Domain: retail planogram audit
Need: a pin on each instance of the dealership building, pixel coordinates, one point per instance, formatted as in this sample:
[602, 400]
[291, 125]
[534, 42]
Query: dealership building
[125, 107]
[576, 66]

··········

Assignment:
Give back every entry exactly, with nothing left out.

Task response:
Domain: retail planogram audit
Need: a pin on each instance of the dealership building, pixel coordinates, one point per instance, formatted as in this sample:
[602, 400]
[291, 125]
[534, 42]
Query: dealership building
[125, 107]
[576, 66]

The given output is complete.